*** GIVEN INFORMATION
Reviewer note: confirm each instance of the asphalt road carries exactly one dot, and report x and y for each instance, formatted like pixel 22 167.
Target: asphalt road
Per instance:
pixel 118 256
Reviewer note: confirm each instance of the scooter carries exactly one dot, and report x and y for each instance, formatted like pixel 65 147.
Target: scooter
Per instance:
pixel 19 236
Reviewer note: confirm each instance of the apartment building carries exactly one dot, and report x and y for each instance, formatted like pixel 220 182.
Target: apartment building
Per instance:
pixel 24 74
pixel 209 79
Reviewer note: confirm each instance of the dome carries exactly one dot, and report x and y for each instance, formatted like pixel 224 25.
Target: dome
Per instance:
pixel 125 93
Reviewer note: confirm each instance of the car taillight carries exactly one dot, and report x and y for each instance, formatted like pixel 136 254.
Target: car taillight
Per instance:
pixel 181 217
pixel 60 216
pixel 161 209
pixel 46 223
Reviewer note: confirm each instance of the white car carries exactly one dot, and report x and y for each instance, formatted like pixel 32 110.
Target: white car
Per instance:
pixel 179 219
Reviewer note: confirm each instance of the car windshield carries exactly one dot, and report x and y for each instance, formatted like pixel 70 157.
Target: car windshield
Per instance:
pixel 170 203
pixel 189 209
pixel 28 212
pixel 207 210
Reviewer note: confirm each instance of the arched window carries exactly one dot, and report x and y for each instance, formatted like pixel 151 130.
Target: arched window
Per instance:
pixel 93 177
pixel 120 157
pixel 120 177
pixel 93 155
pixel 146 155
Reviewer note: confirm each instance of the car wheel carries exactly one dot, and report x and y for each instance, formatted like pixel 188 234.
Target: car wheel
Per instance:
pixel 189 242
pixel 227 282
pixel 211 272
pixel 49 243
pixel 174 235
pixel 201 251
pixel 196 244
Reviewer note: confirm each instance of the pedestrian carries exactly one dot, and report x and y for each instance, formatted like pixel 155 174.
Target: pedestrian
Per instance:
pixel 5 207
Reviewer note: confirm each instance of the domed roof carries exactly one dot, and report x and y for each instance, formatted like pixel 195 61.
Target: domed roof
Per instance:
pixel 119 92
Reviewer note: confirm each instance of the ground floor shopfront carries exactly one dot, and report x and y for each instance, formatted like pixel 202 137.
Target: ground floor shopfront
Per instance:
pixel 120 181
******
WORK TO COMPLETE ▸ Quote all of the data above word for word, from start to finish.

WRITTEN RESPONSE ▸
Reviewer note: confirm each instance of the asphalt road carries exactly one dot, and report x and y for each instance, formatted like pixel 22 167.
Target: asphalt road
Per instance:
pixel 118 256
Reviewer note: confirm each instance of the scooter carries exactly one dot, and report x and y for each instance, formatted like pixel 65 147.
Target: scooter
Per instance:
pixel 19 236
Reviewer note: confirm each instance of the apartment building carries exactly one dot, and report x and y for each instance, formatted like pixel 220 182.
Target: apartment building
Per instance:
pixel 24 74
pixel 209 79
Reviewer note: confirm each instance of the dome carries exactly one dot, and report x and y for each instance, formatted like pixel 224 25.
Target: dome
Per instance:
pixel 125 93
Reviewer note: confirm each instance of the car taillight carries exactly one dot, and report x and y for each instance, formatted like pixel 136 254.
Target: car taillight
Per instance:
pixel 181 217
pixel 60 216
pixel 161 209
pixel 46 223
Reviewer note: confirm each instance of the white car carries exactly one dot, and report x and y for each instance, formatted like pixel 32 110.
Target: white car
Per instance:
pixel 179 219
Reviewer note: confirm each instance of the car windshield carries exactly one dot, and report x and y for each instance, formatted like pixel 70 157.
Target: car windshield
Per instance:
pixel 170 203
pixel 189 209
pixel 28 212
pixel 207 210
Reviewer note: confirm each instance of the arched window carries exactly one dot, and report x and y for each instance, formatted like pixel 151 130.
Target: arched window
Per instance:
pixel 93 177
pixel 120 157
pixel 120 177
pixel 93 155
pixel 146 155
Reviewer note: confirm each instance of the car wheel carries exactly one dot, and report x and y for each instance, formatted like pixel 188 234.
Target: car wheel
Per instance:
pixel 189 242
pixel 227 282
pixel 211 272
pixel 49 243
pixel 174 235
pixel 201 251
pixel 196 244
Reviewer note: confirm each instance of the pedestrian carries exactly one dot, and report x and y for each instance, formatted like pixel 155 174.
Target: pedestrian
Per instance:
pixel 5 207
Reviewer note: confirm each instance of the domed roof carries exactly one dot, and report x and y for each instance, formatted like pixel 195 61.
Target: domed roof
Per instance:
pixel 119 92
Reviewer note: confirm each instance of the ground floor shopfront carries exactly one dot, and report x and y for each instance, formatted like pixel 202 137.
Target: ground floor shopfront
Per instance:
pixel 120 181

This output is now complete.